DATASET CONTENT -

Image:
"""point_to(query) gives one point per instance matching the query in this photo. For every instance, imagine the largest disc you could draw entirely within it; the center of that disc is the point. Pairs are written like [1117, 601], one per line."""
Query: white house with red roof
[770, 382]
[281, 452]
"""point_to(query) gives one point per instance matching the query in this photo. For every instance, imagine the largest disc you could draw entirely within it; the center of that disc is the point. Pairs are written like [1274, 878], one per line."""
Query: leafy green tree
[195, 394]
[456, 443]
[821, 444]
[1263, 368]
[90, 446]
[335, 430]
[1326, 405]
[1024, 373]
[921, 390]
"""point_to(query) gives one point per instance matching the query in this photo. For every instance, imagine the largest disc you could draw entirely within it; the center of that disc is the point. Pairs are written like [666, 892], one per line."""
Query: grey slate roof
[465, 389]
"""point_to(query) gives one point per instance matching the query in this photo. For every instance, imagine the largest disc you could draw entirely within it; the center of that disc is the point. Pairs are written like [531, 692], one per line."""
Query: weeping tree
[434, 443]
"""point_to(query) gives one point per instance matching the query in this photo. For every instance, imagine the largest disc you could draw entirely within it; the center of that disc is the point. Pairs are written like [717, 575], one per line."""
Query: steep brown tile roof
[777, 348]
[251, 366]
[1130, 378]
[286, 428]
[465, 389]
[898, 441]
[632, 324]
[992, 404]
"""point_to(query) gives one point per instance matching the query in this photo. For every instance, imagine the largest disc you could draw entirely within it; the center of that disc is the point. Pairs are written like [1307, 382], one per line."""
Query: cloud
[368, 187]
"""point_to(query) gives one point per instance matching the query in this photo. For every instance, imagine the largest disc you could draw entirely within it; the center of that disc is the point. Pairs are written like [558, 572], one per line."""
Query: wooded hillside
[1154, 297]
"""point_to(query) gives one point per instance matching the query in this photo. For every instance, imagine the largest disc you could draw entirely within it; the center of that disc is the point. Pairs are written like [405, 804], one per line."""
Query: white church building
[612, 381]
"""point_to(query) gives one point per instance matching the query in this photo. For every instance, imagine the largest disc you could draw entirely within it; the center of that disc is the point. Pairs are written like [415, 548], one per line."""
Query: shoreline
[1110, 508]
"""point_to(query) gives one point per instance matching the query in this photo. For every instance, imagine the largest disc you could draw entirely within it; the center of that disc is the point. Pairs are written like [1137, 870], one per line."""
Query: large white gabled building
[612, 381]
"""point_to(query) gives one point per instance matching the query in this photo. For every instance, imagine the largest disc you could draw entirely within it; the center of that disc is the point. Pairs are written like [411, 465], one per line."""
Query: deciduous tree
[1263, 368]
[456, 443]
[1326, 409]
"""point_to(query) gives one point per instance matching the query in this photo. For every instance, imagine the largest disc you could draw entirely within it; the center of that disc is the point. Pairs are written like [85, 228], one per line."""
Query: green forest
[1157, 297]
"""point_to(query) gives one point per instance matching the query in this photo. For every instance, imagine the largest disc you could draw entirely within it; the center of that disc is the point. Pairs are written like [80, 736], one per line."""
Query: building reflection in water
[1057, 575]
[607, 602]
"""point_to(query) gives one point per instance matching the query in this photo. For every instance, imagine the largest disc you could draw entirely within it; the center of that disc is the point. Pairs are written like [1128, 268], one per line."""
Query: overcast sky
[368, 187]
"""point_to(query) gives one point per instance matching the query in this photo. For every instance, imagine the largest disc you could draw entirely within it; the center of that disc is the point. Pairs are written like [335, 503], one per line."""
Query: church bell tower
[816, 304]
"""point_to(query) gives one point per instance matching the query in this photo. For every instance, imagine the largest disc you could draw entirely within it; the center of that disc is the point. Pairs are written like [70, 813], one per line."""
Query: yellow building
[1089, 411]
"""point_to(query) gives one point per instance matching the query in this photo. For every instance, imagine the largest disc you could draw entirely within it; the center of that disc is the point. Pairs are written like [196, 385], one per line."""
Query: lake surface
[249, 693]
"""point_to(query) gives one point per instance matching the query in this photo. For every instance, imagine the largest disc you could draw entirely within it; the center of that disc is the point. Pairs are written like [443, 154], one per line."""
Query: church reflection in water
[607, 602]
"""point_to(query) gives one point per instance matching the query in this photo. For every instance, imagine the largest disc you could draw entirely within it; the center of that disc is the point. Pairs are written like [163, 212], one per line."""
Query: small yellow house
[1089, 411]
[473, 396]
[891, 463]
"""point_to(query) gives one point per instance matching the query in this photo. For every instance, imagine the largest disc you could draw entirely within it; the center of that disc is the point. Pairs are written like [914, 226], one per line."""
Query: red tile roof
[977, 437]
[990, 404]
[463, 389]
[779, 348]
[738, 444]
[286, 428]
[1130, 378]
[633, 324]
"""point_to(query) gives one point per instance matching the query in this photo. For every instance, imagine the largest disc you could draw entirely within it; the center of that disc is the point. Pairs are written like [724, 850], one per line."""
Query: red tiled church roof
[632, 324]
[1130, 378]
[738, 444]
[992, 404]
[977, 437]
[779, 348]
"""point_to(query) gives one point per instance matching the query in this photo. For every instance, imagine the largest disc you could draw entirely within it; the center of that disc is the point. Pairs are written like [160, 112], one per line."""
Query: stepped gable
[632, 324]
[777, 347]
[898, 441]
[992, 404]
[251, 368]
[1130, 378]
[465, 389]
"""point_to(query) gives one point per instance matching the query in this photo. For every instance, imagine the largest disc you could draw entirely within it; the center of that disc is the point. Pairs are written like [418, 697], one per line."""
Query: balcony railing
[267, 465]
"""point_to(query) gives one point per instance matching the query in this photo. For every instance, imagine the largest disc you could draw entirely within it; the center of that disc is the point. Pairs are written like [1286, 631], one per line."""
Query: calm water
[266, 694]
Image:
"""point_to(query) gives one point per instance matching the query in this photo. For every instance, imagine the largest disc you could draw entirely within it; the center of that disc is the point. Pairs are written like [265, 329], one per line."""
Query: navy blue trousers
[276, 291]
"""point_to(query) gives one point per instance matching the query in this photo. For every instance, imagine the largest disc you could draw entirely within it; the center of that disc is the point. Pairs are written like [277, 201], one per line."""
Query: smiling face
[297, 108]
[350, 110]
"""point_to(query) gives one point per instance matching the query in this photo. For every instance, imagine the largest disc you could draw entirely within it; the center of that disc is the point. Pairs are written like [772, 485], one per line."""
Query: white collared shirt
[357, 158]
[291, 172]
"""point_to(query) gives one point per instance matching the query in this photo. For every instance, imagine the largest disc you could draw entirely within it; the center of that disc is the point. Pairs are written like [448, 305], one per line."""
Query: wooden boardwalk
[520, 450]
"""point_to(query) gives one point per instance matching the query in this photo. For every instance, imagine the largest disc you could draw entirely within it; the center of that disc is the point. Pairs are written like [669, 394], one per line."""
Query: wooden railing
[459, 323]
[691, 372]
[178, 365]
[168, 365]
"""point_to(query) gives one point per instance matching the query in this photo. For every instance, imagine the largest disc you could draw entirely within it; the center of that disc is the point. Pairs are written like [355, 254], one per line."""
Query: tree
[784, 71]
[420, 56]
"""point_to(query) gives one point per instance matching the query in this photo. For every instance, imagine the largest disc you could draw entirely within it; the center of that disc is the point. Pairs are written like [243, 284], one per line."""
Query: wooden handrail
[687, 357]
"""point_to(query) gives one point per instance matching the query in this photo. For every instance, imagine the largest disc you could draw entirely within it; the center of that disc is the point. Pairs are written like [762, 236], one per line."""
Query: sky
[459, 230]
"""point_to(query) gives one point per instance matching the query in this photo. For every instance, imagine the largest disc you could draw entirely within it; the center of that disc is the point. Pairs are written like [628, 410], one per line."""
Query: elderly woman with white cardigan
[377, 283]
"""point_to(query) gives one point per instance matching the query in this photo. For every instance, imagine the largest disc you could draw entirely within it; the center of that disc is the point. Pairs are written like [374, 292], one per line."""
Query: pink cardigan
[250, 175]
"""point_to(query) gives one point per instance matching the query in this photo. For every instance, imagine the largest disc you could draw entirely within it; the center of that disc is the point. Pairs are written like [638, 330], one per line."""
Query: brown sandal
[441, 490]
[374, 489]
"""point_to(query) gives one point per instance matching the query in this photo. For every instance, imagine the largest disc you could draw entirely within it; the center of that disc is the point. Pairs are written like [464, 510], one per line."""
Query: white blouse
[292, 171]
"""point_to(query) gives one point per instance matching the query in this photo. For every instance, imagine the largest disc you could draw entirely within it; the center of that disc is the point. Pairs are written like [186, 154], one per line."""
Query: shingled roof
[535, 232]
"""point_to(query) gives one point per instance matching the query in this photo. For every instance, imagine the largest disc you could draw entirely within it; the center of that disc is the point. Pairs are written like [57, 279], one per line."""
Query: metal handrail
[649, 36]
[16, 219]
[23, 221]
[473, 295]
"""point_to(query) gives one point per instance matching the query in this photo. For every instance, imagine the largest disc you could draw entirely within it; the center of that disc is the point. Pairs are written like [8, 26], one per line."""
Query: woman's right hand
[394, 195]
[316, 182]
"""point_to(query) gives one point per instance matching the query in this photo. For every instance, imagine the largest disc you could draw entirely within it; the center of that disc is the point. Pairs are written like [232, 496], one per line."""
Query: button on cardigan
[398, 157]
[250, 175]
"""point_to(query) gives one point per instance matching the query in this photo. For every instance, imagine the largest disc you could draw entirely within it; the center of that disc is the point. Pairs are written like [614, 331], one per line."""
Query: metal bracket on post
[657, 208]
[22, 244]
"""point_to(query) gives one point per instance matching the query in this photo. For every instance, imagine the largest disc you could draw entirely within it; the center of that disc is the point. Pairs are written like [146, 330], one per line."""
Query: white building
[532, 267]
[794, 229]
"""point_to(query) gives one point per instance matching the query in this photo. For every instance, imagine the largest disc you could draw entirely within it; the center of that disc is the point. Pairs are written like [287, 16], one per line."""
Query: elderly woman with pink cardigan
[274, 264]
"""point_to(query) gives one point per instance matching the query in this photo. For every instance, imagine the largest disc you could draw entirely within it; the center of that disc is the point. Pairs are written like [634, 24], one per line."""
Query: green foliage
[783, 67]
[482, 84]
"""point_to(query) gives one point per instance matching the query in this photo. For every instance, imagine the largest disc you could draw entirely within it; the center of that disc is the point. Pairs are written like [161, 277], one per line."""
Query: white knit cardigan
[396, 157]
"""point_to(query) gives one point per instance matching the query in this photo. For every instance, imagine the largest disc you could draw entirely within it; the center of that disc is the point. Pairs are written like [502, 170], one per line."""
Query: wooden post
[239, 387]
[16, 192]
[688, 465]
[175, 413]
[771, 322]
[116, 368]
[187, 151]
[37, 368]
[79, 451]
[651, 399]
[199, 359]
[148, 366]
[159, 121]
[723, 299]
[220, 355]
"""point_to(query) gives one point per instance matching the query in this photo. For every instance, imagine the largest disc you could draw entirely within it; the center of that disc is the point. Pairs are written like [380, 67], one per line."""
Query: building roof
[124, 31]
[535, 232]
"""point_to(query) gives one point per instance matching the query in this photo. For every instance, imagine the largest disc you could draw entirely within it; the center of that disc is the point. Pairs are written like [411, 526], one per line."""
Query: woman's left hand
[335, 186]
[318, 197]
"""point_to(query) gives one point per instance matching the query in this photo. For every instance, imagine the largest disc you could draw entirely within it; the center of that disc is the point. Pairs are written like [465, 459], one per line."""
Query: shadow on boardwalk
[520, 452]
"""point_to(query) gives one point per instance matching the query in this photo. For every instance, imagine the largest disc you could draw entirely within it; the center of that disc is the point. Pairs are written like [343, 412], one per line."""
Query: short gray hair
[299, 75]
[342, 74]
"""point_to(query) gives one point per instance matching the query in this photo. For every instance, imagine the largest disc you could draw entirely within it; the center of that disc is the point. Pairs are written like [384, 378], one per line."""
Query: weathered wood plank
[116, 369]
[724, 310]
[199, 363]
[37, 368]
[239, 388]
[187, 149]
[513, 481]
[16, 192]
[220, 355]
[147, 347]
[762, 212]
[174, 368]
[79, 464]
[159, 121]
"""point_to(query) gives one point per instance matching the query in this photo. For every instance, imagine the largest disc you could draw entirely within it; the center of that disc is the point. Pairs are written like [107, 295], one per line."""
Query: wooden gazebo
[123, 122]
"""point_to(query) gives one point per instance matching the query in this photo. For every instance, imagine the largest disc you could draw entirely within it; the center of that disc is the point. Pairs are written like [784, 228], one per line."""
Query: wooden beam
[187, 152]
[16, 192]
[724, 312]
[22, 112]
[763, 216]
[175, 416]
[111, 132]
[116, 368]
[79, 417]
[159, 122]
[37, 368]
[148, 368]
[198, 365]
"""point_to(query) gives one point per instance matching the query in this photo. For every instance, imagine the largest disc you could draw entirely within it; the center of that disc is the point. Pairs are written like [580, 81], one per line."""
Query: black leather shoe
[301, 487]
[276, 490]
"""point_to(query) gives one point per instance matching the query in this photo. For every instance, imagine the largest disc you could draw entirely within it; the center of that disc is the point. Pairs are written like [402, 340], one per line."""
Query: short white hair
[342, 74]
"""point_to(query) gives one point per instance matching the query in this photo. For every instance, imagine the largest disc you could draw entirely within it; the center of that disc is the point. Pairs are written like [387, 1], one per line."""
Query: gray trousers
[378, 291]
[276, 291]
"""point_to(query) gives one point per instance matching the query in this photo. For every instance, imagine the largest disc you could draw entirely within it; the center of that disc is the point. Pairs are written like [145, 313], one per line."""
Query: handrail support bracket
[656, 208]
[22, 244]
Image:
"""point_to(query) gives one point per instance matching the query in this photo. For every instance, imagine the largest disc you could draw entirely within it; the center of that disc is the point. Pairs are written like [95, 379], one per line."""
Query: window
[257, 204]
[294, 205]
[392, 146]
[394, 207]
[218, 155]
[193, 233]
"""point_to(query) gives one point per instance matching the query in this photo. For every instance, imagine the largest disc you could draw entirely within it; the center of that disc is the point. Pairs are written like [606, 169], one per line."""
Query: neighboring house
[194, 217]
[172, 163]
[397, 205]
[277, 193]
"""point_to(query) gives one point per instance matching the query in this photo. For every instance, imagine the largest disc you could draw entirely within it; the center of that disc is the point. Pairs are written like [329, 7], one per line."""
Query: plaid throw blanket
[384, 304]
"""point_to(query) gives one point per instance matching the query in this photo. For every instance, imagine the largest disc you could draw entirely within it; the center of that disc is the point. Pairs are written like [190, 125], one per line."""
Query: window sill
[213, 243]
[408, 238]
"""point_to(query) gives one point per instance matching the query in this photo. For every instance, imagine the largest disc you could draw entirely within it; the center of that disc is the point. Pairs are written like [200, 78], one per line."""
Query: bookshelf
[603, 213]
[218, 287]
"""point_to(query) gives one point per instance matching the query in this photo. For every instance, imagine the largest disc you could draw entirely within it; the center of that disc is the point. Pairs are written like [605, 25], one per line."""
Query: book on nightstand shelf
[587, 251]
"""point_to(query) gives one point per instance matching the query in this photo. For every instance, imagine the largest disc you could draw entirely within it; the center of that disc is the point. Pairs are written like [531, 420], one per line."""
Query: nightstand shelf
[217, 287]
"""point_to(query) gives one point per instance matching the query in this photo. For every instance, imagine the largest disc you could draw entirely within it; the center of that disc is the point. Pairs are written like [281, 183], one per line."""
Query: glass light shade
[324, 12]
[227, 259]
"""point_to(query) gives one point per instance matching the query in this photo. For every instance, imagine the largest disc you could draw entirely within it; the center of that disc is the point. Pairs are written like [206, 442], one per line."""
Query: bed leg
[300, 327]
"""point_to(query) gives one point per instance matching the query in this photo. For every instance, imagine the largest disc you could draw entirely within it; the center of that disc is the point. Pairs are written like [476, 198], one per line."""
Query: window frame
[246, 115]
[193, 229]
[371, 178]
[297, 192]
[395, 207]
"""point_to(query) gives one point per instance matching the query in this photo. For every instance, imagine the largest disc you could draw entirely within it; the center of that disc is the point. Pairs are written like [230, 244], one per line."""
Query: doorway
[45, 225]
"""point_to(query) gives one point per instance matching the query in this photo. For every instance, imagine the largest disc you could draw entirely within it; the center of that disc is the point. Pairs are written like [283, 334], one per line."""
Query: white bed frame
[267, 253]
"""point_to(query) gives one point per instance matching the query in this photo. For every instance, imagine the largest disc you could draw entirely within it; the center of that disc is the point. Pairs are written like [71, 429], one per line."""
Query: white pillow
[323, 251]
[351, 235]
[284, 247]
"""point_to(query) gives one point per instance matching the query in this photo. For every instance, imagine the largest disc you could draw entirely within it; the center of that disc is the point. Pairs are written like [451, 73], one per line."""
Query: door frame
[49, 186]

INSTRUCTIONS TO FOLLOW -
Only the lines from the one containing "[283, 334], one" to the end of the data should be printed, exactly as they stand.

RESPONSE FOR THIS EXERCISE -
"""point_to(query) gives one point per instance matching the query in this photo. For every instance, imagine the largest disc you could draw entirely within it; the center of that disc is the point. Pairs are written like [283, 334], one per line."""
Query: white bed frame
[267, 253]
"""point_to(query) gives one point per instance matching the query in this photo. For every instance, imagine the largest disc you could draw entirely within it; the center of that disc is the point. Pairs are written like [71, 429], one per line."""
Query: white pillow
[323, 251]
[351, 235]
[284, 247]
"""point_to(query) gives one point per instance matching the query in this photo. For every instance, imagine the largest disc you could draw entirely within it; the center of that disc is the point. Pairs are written like [451, 73], one per line."""
Query: door frame
[49, 186]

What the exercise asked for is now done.